# ACTION ITEM
In the nursery reopening article below, condense the paragraph that begins "Children will be taught" into a short bulleted list that keeps its main facts.

# PROVIDED PASSAGE
..............................

Advertisement

Playdough and sand will be banned, one of the UK’s largest nursery chains says as it prepares to reopen

Toddlers subject to temperature checks on arrival at nursery
Toddlers subject to temperature checks on arrival at nursery

Playdough and sand are to be banned with toddlers subject to temperature checks on arrival, one of the UK’s largest nursery chains has said as it prepares to open next week.

Children will be taught in “small friendship groups” to minimise the risk of transmission, according to Marg Randles, the founder of Busy Bees which runs 378 nurseries in the UK and Ireland.

“We are going to be looking at reducing the group size and have children working in small friendship groups,” she told BBC Radio 4’s Today programme. “Hand washing and temperature checks will be taken in the morning and throughout the day.”

Asked whether there will be any activities that children will not be allowed to do, Ms Randles said that initially playdough, sand and water-based games will all be banned.

“We have already started to think about how we can use those things safely and we have our academic team and our safety team looking at ways that we can introduce waterm” she said. “

We will absolutely make sure that it's safe if we introduce these things but we are not going to do that until we have been operating for a few weeks or a month so we can assess how things go.”

The Government has asked nurseries to re-open from June 1, and has published detailed guidelines about how to limit the transmission of Covid-19.

..............................

# SOURCE INFORMATION
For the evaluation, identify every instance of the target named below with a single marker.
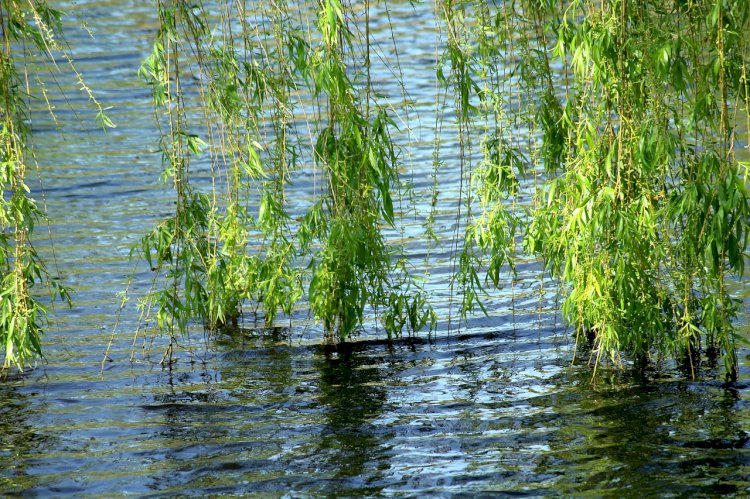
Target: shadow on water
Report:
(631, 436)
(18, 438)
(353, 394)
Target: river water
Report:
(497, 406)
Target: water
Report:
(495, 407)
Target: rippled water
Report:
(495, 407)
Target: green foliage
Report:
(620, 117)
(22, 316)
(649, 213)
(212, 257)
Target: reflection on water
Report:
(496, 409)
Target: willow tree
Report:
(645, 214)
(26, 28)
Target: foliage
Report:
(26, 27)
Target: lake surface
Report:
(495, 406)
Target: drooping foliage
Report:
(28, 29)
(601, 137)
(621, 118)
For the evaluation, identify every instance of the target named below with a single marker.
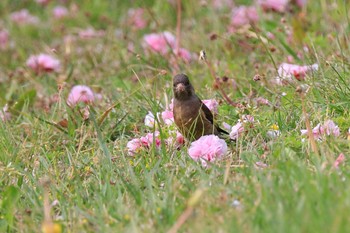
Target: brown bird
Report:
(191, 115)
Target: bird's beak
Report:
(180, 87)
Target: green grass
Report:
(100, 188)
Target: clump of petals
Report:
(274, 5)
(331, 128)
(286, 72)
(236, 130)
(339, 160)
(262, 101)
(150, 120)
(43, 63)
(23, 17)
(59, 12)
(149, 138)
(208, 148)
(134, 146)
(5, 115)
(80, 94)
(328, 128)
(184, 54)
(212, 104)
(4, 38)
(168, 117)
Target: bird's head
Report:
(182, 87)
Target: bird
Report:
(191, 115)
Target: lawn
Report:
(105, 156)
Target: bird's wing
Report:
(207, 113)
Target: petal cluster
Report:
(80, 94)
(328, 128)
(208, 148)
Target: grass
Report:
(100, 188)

..............................

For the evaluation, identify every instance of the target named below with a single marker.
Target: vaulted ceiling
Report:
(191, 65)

..............................

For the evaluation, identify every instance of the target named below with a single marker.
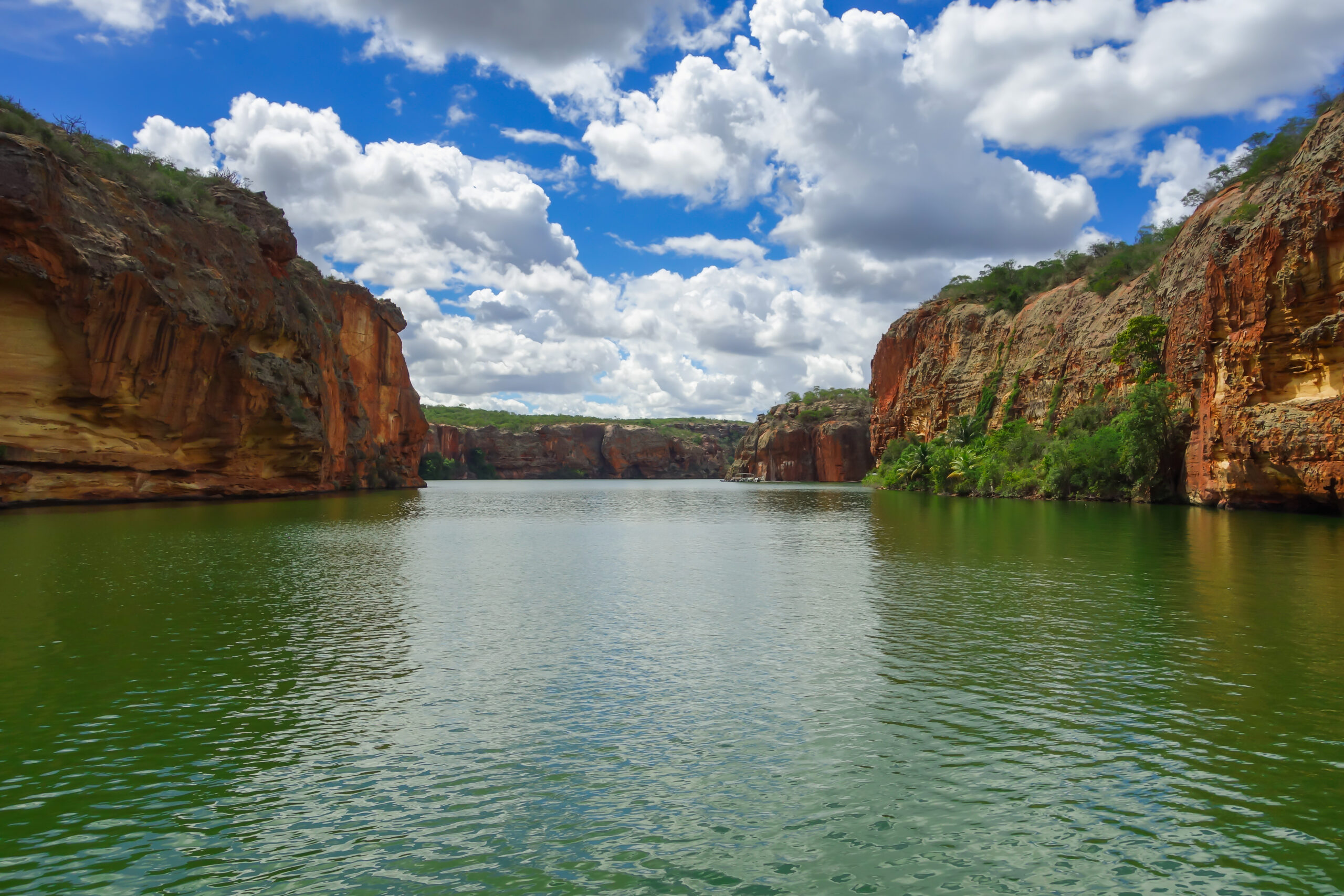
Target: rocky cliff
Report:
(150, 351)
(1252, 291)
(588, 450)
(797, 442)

..............................

# FINAL ANSWER
- Children will be taught in "small friendship groups" to minimize the risk of transmission.
- This comes from Marg Randles, founder of Busy Bees.
- Busy Bees runs 378 nurseries in the UK and Ireland.